## ZIEL DER AUFGABE:
In welchen Zeilen der folgenden Auflistung steht die Zeichenfolge „query“? Finde sie und schreibe jede dieser Zeilen vollständig ab.

• • • •

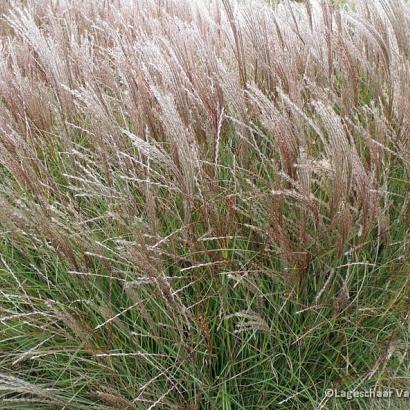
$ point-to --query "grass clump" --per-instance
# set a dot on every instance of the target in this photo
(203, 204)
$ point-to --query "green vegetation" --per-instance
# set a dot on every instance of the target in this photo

• • • •

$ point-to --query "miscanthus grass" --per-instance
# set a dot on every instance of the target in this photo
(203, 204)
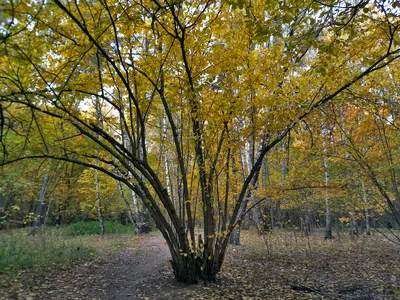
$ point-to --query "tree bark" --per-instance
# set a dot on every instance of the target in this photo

• • • •

## VOLLSTÄNDIGE LÖSUNG:
$ point-to --query "grass clump" --per-instance
$ point-to --query "green vegetation" --per-instance
$ point-to --query "miscanthus grass" --per-instance
$ point-to --query "tree bark" --per-instance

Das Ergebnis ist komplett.